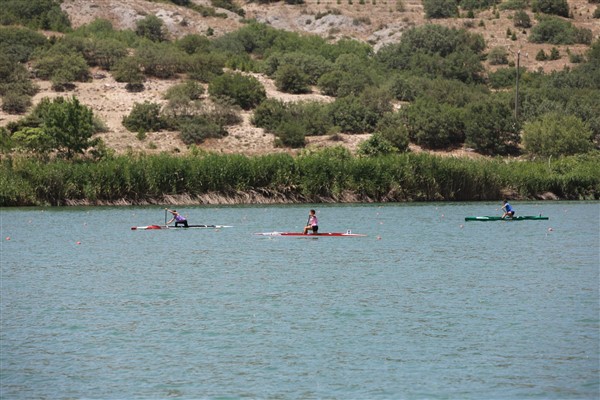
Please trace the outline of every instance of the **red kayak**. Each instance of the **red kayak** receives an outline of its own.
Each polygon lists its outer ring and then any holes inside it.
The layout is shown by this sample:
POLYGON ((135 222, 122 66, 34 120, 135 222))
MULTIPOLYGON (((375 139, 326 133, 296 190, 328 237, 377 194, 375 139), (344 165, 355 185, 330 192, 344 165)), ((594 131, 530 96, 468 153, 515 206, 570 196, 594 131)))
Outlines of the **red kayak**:
POLYGON ((346 232, 323 232, 323 233, 301 233, 301 232, 261 232, 255 233, 255 235, 260 236, 292 236, 292 237, 364 237, 367 235, 363 235, 360 233, 352 233, 351 231, 346 232))
POLYGON ((132 226, 132 231, 147 231, 153 229, 221 229, 231 228, 229 225, 188 225, 185 226, 167 226, 167 225, 147 225, 147 226, 132 226))

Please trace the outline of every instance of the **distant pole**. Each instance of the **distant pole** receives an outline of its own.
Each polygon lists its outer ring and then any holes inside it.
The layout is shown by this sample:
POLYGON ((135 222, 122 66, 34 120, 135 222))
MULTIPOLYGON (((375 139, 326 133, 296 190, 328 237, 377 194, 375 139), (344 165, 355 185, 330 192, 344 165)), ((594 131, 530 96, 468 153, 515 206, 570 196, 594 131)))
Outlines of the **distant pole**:
POLYGON ((521 63, 521 50, 517 51, 517 87, 515 90, 515 121, 519 119, 519 64, 521 63))

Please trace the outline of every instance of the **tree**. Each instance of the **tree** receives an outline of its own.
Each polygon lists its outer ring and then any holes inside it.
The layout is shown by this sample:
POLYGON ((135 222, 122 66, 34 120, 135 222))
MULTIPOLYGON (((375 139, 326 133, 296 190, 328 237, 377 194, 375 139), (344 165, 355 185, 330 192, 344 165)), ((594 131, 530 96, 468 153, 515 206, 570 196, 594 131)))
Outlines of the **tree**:
POLYGON ((160 115, 160 104, 135 103, 129 115, 123 117, 123 126, 131 132, 160 131, 165 121, 160 115))
POLYGON ((140 92, 144 89, 144 74, 140 70, 136 57, 125 57, 119 60, 112 69, 113 78, 117 82, 126 82, 125 88, 130 92, 140 92))
POLYGON ((508 64, 508 52, 502 46, 496 46, 488 54, 488 61, 491 65, 508 64))
POLYGON ((59 155, 72 158, 99 143, 98 139, 92 139, 93 118, 92 110, 75 96, 70 100, 44 98, 31 116, 25 118, 16 138, 31 150, 41 153, 56 150, 59 155))
POLYGON ((532 155, 560 157, 592 150, 592 131, 579 118, 552 112, 526 123, 523 145, 532 155))

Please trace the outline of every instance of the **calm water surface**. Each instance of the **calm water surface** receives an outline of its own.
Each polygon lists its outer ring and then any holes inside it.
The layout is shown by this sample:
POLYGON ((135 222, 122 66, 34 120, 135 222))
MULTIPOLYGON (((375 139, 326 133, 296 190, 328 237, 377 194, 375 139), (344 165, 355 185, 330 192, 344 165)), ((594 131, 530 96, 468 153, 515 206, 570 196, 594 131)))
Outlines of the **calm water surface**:
POLYGON ((600 204, 1 210, 2 399, 598 399, 600 204))

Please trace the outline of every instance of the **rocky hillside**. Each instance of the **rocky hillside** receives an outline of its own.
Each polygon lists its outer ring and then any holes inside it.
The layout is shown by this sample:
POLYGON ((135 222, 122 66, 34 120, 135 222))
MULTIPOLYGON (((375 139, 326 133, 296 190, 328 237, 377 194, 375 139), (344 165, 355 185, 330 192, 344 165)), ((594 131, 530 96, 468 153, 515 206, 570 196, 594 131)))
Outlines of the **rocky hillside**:
MULTIPOLYGON (((192 0, 198 5, 210 7, 208 0, 192 0)), ((246 19, 269 24, 277 29, 316 34, 331 41, 349 37, 368 42, 377 50, 381 46, 400 40, 403 31, 413 26, 428 22, 448 27, 466 28, 471 32, 481 34, 489 49, 502 46, 509 49, 513 56, 521 51, 521 65, 529 70, 561 70, 570 66, 568 57, 555 61, 536 61, 535 54, 540 49, 549 52, 552 45, 532 44, 527 41, 529 29, 517 31, 515 38, 507 37, 507 29, 515 30, 512 21, 514 11, 499 11, 494 15, 491 10, 475 14, 475 18, 425 19, 420 0, 306 0, 302 5, 288 5, 285 2, 259 4, 238 2, 245 11, 246 19), (362 3, 362 4, 361 4, 362 3)), ((578 28, 592 30, 594 38, 600 35, 600 23, 592 18, 596 4, 587 0, 569 0, 573 14, 572 23, 578 28)), ((87 24, 96 18, 108 19, 117 29, 134 29, 136 21, 147 15, 156 15, 167 27, 171 38, 182 37, 189 33, 205 34, 211 30, 215 36, 234 31, 244 25, 244 19, 239 15, 219 9, 224 17, 203 17, 200 13, 172 3, 147 0, 64 0, 63 10, 68 14, 74 28, 87 24)), ((531 13, 530 13, 531 14, 531 13)), ((534 20, 534 16, 531 15, 534 20)), ((561 54, 581 54, 587 49, 585 45, 556 46, 561 54)), ((494 68, 493 66, 486 66, 494 68)), ((121 124, 134 103, 145 100, 163 102, 162 94, 177 80, 149 80, 142 93, 130 93, 124 84, 117 83, 109 73, 96 72, 91 82, 78 83, 72 94, 82 103, 90 106, 96 115, 103 119, 109 131, 102 134, 106 144, 118 152, 129 150, 144 150, 146 152, 175 151, 185 152, 186 146, 178 138, 177 132, 149 133, 140 141, 135 134, 127 131, 121 124)), ((329 101, 326 96, 314 92, 308 95, 290 95, 280 93, 275 85, 263 76, 257 76, 267 89, 269 97, 287 101, 303 99, 321 99, 329 101)), ((34 97, 34 103, 43 97, 62 96, 50 89, 49 82, 38 81, 40 92, 34 97)), ((4 126, 18 116, 2 114, 0 125, 4 126)), ((229 136, 224 139, 211 139, 202 147, 207 150, 220 152, 243 152, 246 154, 261 154, 273 151, 287 151, 273 146, 273 136, 262 129, 253 127, 250 114, 243 114, 244 122, 229 130, 229 136)), ((358 142, 368 135, 340 135, 346 146, 354 149, 358 142)), ((311 144, 328 145, 324 137, 310 138, 311 144)))

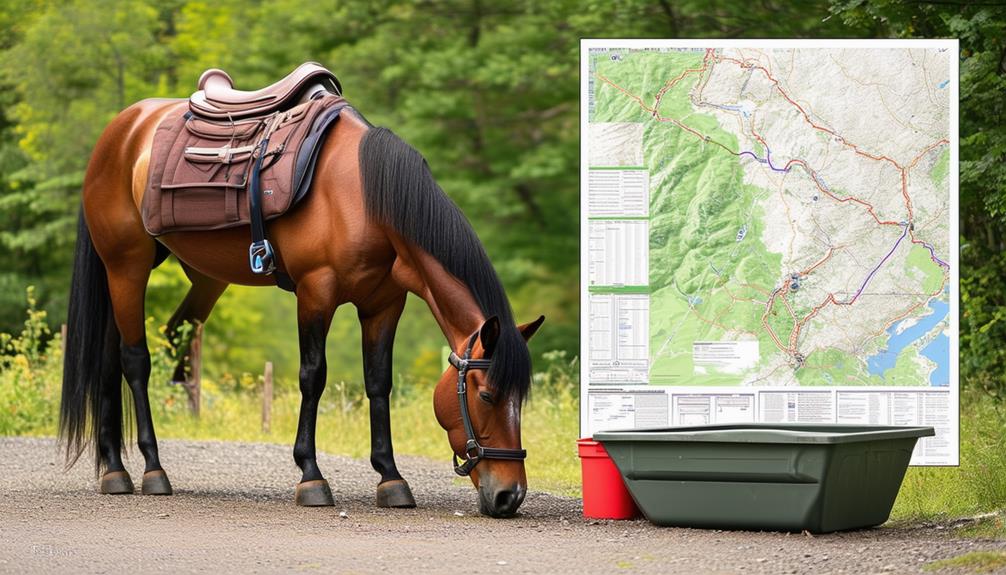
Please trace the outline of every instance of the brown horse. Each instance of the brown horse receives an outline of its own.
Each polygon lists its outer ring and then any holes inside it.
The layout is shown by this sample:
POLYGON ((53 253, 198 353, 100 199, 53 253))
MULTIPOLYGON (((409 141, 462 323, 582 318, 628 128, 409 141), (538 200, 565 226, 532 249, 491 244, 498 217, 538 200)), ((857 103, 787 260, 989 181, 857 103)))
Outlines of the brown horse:
MULTIPOLYGON (((144 293, 151 270, 170 252, 192 282, 171 326, 205 321, 228 284, 273 285, 248 267, 247 228, 156 240, 144 229, 140 205, 154 131, 185 104, 144 100, 120 113, 98 140, 84 180, 60 430, 71 464, 93 443, 105 493, 133 492, 121 459, 123 377, 146 460, 142 492, 172 492, 147 396, 144 293)), ((456 352, 434 394, 437 420, 463 462, 456 470, 470 474, 483 513, 512 515, 527 485, 520 449, 520 411, 531 383, 527 340, 544 318, 515 324, 485 250, 422 156, 359 113, 344 113, 329 132, 312 187, 269 222, 297 294, 302 401, 293 453, 303 471, 297 503, 333 504, 315 458, 315 425, 325 388, 325 338, 336 308, 352 303, 363 334, 371 463, 381 476, 377 504, 415 505, 395 465, 388 402, 395 331, 411 292, 429 304, 456 352)))

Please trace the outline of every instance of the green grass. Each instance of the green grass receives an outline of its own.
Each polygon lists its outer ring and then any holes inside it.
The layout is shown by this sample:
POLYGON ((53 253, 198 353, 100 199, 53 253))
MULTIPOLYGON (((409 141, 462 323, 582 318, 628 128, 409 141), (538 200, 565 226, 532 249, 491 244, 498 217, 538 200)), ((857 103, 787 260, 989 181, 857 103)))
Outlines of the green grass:
MULTIPOLYGON (((54 435, 59 405, 57 384, 55 373, 29 373, 27 366, 0 373, 0 435, 54 435), (34 393, 18 393, 29 386, 34 393), (21 409, 19 395, 37 411, 29 414, 21 409)), ((151 385, 158 383, 152 381, 151 385)), ((152 395, 154 423, 160 438, 293 445, 300 410, 299 392, 284 391, 274 397, 268 433, 261 430, 262 398, 257 390, 225 390, 204 379, 199 418, 189 413, 180 388, 163 386, 156 392, 152 390, 152 395)), ((532 489, 578 495, 577 409, 572 390, 537 393, 525 405, 522 440, 529 453, 526 469, 532 489)), ((396 453, 442 460, 445 474, 452 473, 447 434, 433 414, 432 383, 400 383, 399 390, 392 395, 391 420, 396 453)), ((329 384, 319 406, 317 446, 328 453, 369 457, 367 399, 356 391, 356 386, 345 382, 329 384)))
POLYGON ((975 521, 968 521, 954 532, 960 537, 972 539, 1006 539, 1006 512, 992 513, 975 521))
POLYGON ((961 405, 960 467, 908 469, 891 518, 969 517, 1006 509, 1006 406, 986 397, 961 405))
MULTIPOLYGON (((447 434, 433 414, 433 386, 413 383, 393 395, 392 441, 397 454, 421 455, 443 461, 451 474, 451 449, 447 434)), ((297 431, 300 394, 286 392, 273 401, 272 427, 260 428, 261 397, 251 393, 221 393, 204 389, 199 419, 185 410, 164 409, 155 414, 162 438, 265 441, 291 445, 297 431)), ((319 407, 317 445, 328 453, 370 456, 370 419, 367 399, 342 382, 330 384, 319 407)), ((578 494, 579 461, 575 441, 578 412, 572 394, 539 393, 522 414, 522 440, 528 450, 529 487, 553 493, 578 494)), ((291 455, 291 465, 293 459, 291 455)), ((326 471, 326 470, 322 470, 326 471)), ((328 470, 331 471, 331 470, 328 470)))
POLYGON ((956 569, 969 573, 992 573, 1006 568, 1006 553, 996 551, 972 551, 950 559, 940 559, 925 566, 926 571, 956 569))

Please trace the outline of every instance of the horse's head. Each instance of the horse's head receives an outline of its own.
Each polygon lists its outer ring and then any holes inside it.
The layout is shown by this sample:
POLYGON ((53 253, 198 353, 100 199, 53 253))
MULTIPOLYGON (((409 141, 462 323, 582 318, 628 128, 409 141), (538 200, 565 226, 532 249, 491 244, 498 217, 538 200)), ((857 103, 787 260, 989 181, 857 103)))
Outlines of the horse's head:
====
**What you are asked to do**
Please copy each line of the records above that holds the word "every".

**Response to the task**
Please trace the outline of every instance of the **red kayak**. Each instance of the **red kayak** receives an outline of its own.
Please trace the outline of every instance of the **distant pole**. Each instance of the **distant pole** receives an outline of its own.
Please trace the outline of every instance of the **tree**. Each instance of the **tree** receives an outline of its own.
Please trace the outline of every instance of the **calm water surface**. Each instance of the **calm water surface** receives an outline of its own.
Please trace the outline of every instance of the **rocky hillside**. Each instance of the **rocky hillside** receives an outline of its own.
Please trace the outline of every instance of the brown horse. Each instance of the brown horse receives an outline of its own.
Please trace the outline of every instance of the green grass. Each instance of the green grass receives an outline of its own.
Please trace the outline of every instance of the horse's head. Each instance of the horse's head receives an outline of its own.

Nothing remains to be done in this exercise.